__Requirement__. Write the listing out again in full. Every character must match.

__Given records__.
━━━

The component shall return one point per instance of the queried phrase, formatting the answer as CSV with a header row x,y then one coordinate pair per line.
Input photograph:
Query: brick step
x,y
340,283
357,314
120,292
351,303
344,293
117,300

━━━

__Answer section__.
The component shall return one point per instance of the queried phrase, formatting the answer as CSV with a header row x,y then one coordinate pair per line.
Input photograph:
Query: brick step
x,y
340,283
357,314
120,292
351,303
344,293
117,300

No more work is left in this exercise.